Document passage
Just as a data-point, Mojo Nation is a large, dynamic, comms-intensive
application that was built through and through with no notion of "connection".
Actually that isn't quite true -- we did sort of accidentally fall into using
the notion of "connection" for one thing, and that mistake has been the cause
of our single biggest performance problem throughout Mojo Nation's history
including the present release.
(Indeed, my fear is that even though the "connection" abstraction is deceptive
and awkward, it is so familiar to theorists like Dean, implementors like Bill,
and most importantly to programmers, that we will be forced to use it. But
I would like to explore the alternatives first...)
> g) *All* timeouts are either for bottom-up or top-down reasons. Everything
> in the middle is confused.
Sounds good!
> h) Bottom-up timeouts are meta-information about the deployment
> environment, and should *never* appear in application code.
Sounds great!
> i) Top-down timeouts are *unrelated* to comm.
Bingo!
> j) The "every ref is a sturdy ref" issue is unrelated to time-outs.
Whoops -- there are definitely important interactions between ERiaSR,
impatience policies, ordering guarantees, at-most-once guarantees, etc. To
wit:
If ERwaSR, then the underlying comms implementation couldn't notify the
application code that a "connection" were "broken", (i.e. that impatience had
been triggered) by smashing the LiveRefs. I consider this to be a *feature* of
ERiaSR, because I don't want the comms implementation signalling *up* like that
-- I want impatience to be implemented solely in application code (although of
course with help from E) and I want the underlying comms implementation to be
incapable of breaking my promises in my application code. (This is why MarcS's
custom impatience policy[1], while very cool, isn't good enough, because now
*either* the custom impatience policy *or* the underlying comms
implementation's impatience policy can trigger my impatience handler.)
But by the same token, if ERwaSR, there would be no way (? AFAICT) for the
application programmer to signal to the underlying comms implementation that a
certain set of outgoing messages could be safely discarded. This is I think a
fatal flaw in ERiaSR, because the abstraction as I previously envisioned it
would fill up with outgoing messages that would never be delivered because the
counterparty was long gone, but couldn't be deleted because it needed to
guarantee ordering should the counterparty ever reappear and a new message get
sent to it.
I tried fixing this by saying that ordering is on a per-relationship basis so
that when the sending *object* gets deleted, the comms system can delete any
outgoing undelivered messages that the sending object sent. But then you can
have the ugly behaviour that a counterparty drops off the Net, you attempt to
send thousands of large messages to it, and then your situation changes and you
decide that you no longer want for him to receive those messages, then he comes
back and you want to send him a *new* message, but the ordering guarantee is
going to soak up your bandwidth and his delivering all of those rotted
messages.
So then I thought programmers could avoid this ugly congestion by having a
little proxy object that sends all of the outgoing messages, and if they decide
that they no longer care about those thousands of rotted messages, they delete
the proxy object which sent those messages, thus signalling the comms code that
it can delete the outgoing messages, and they send their new message on a new
little proxy object.
... which means that I've been led, with much reluctance, back to wanting a
"SturdyRef/LiveRef" abstraction (since those little proxy objects might as well
be built-in to the language...), but with the important difference that
LiveRefs are *never* broken by underlying comms implementation, only by
application-level impatience policy, or maybe even not then. Maybe they are
unbreakable.

[Excerpts from a dataset]
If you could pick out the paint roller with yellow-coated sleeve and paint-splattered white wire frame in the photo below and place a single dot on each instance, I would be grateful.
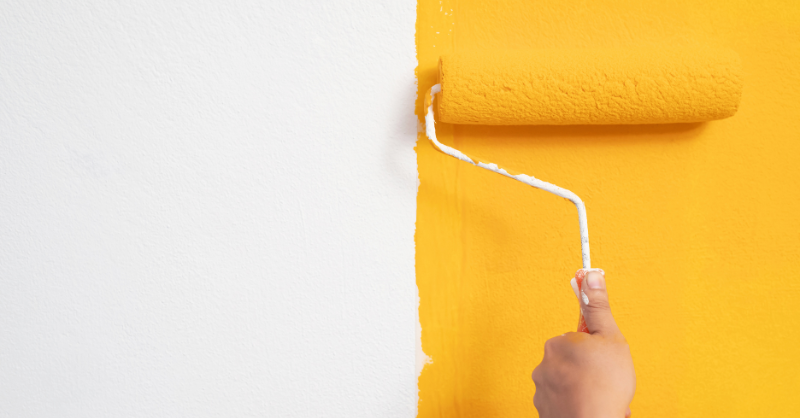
(582, 87)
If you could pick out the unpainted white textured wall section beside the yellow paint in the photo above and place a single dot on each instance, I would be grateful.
(207, 209)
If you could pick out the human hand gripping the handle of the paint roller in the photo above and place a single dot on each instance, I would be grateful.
(587, 375)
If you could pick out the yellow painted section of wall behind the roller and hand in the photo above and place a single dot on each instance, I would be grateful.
(697, 226)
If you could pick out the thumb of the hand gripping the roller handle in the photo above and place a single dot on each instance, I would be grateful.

What is needed
Reproduce the portion of the Mojo Nation discussion above that begins with "(Indeed, my fear" and ends after "are *unrelated* to comm.".

Response to the exercise
(Indeed, my fear is that even though the "connection" abstraction is deceptive
and awkward, it is so familiar to theorists like Dean, implementors like Bill,
and most importantly to programmers, that we will be forced to use it. But
I would like to explore the alternatives first...)
> g) *All* timeouts are either for bottom-up or top-down reasons. Everything
> in the middle is confused.
Sounds good!
> h) Bottom-up timeouts are meta-information about the deployment
> environment, and should *never* appear in application code.
Sounds great!
> i) Top-down timeouts are *unrelated* to comm.